Given task:
Rewrite the stretch from the start of the items through the line that contains "[0, 98, 101, 176]", replacing "grass" with "lawn" and leaving everything else unchanged. Leave the pictures out of your answer.

--- Records for the task ---

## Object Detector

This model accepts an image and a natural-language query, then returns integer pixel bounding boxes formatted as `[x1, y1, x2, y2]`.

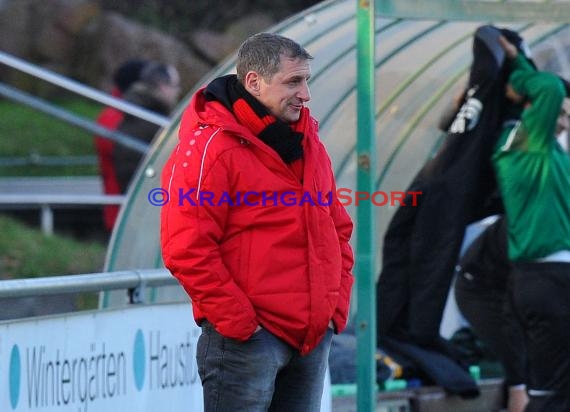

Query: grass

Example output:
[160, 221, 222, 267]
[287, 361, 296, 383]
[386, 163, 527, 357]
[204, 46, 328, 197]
[0, 98, 101, 176]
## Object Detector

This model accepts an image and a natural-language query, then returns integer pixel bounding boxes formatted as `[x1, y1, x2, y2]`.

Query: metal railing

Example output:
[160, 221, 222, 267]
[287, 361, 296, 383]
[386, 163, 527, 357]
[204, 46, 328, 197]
[0, 269, 178, 303]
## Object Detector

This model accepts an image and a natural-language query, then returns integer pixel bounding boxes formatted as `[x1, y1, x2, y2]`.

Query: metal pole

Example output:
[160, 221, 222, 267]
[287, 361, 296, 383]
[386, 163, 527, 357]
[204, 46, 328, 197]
[356, 0, 377, 412]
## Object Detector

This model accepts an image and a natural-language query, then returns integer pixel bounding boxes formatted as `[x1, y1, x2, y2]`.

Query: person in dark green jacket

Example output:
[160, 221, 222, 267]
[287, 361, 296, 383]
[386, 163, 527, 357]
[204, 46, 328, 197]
[493, 38, 570, 412]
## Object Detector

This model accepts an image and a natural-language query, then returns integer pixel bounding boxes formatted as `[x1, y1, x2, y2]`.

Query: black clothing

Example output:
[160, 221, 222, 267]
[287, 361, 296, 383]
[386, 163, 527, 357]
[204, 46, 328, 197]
[511, 262, 570, 412]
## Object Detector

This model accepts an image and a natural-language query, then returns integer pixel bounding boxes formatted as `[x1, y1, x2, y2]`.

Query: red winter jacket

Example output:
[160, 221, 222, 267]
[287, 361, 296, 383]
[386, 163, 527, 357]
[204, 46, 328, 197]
[161, 87, 353, 353]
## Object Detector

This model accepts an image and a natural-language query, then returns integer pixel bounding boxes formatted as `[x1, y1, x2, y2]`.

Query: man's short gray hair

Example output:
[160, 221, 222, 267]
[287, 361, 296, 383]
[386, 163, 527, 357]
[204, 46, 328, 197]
[236, 33, 313, 84]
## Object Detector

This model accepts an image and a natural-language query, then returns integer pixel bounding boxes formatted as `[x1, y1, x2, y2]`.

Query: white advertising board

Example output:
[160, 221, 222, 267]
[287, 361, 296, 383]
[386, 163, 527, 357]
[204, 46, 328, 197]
[0, 303, 331, 412]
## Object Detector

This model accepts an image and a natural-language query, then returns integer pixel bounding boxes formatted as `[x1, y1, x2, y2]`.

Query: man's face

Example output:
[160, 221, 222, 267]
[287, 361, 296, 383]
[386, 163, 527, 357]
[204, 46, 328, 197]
[256, 56, 311, 123]
[505, 84, 524, 104]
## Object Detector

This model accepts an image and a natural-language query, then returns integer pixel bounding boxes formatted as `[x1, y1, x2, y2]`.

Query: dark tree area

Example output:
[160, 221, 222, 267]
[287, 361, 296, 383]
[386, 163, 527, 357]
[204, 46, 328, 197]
[98, 0, 320, 38]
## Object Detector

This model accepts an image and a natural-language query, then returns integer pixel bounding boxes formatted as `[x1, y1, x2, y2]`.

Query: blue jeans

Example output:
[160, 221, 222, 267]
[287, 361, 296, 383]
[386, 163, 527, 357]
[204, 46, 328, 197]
[196, 321, 333, 412]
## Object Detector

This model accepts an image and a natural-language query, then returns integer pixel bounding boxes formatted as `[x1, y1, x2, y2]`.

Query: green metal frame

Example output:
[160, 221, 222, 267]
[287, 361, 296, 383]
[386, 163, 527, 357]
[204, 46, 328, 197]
[355, 0, 570, 412]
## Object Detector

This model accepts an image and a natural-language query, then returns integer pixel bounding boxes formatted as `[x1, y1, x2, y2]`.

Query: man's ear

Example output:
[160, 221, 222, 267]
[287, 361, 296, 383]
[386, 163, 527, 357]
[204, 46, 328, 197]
[243, 71, 261, 96]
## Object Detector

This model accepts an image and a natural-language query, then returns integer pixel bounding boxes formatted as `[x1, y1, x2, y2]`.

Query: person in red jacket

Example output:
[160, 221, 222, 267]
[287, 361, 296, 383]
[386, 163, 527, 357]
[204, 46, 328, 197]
[95, 59, 147, 232]
[161, 33, 353, 412]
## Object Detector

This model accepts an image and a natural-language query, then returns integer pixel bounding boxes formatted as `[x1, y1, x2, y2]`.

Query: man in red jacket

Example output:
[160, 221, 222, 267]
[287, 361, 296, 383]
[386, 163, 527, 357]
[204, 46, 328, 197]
[161, 33, 353, 412]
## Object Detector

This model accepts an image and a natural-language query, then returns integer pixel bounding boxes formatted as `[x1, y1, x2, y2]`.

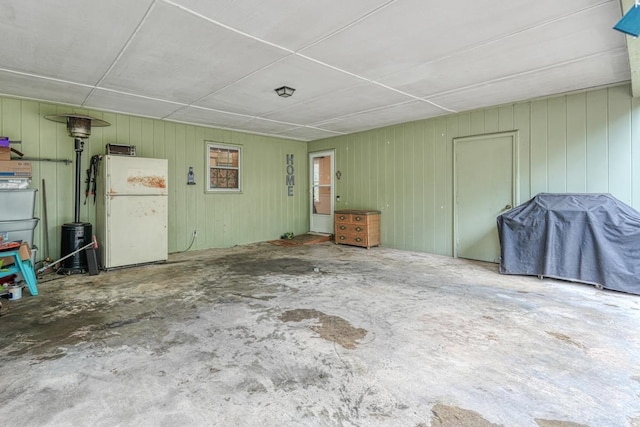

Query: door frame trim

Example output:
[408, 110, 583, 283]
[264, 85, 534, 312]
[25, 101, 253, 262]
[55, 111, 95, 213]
[452, 130, 520, 258]
[307, 149, 336, 234]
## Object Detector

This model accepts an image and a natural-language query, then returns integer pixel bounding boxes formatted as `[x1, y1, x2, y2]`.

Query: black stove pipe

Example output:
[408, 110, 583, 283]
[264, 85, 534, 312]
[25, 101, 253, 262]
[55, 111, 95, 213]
[73, 138, 84, 223]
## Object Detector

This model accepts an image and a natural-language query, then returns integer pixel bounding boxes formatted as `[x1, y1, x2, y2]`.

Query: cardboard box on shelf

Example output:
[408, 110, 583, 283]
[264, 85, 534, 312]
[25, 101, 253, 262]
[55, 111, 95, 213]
[0, 160, 31, 178]
[0, 242, 31, 267]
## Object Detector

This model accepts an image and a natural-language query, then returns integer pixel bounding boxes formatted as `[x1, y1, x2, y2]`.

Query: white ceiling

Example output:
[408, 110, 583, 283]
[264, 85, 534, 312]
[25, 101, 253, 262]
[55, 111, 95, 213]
[0, 0, 631, 141]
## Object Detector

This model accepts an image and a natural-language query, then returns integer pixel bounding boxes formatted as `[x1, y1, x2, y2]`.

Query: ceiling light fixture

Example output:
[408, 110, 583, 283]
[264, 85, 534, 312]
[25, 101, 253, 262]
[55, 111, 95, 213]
[274, 86, 296, 98]
[613, 0, 640, 37]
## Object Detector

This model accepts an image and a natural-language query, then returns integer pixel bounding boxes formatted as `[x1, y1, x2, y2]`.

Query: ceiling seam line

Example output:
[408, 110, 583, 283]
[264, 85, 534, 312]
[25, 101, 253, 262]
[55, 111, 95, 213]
[408, 0, 611, 69]
[188, 54, 293, 106]
[181, 105, 305, 127]
[297, 0, 398, 52]
[81, 0, 157, 105]
[425, 47, 626, 98]
[161, 0, 457, 113]
[0, 68, 94, 88]
[296, 53, 457, 113]
[164, 0, 295, 53]
[312, 101, 420, 126]
[160, 119, 310, 142]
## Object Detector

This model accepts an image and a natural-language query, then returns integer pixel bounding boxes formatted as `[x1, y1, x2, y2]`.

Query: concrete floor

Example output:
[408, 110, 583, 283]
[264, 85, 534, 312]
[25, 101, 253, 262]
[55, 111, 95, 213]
[0, 243, 640, 427]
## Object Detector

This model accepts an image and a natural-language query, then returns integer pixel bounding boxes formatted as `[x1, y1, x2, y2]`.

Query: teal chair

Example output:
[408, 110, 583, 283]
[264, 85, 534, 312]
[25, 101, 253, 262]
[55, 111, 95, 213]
[0, 250, 38, 296]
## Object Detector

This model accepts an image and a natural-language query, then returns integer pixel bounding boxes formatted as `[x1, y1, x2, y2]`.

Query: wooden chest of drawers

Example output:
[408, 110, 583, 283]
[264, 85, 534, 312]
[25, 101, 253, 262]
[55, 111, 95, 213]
[334, 209, 380, 249]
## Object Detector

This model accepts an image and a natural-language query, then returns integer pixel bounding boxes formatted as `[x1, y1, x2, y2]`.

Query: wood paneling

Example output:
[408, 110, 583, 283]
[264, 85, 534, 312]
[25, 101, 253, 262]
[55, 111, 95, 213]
[309, 85, 640, 255]
[0, 98, 308, 259]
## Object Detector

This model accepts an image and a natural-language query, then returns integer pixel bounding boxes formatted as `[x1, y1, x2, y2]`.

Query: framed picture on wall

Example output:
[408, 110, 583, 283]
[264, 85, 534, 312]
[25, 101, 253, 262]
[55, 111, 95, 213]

---

Output for this exercise:
## Object Detector

This model accepts an image and a natural-language query, then returns integer pixel bounding boxes formatted as `[x1, y1, x2, y2]`.


Query: lawn

Example output:
[160, 221, 222, 267]
[287, 361, 296, 383]
[386, 163, 527, 357]
[204, 46, 328, 197]
[0, 98, 101, 176]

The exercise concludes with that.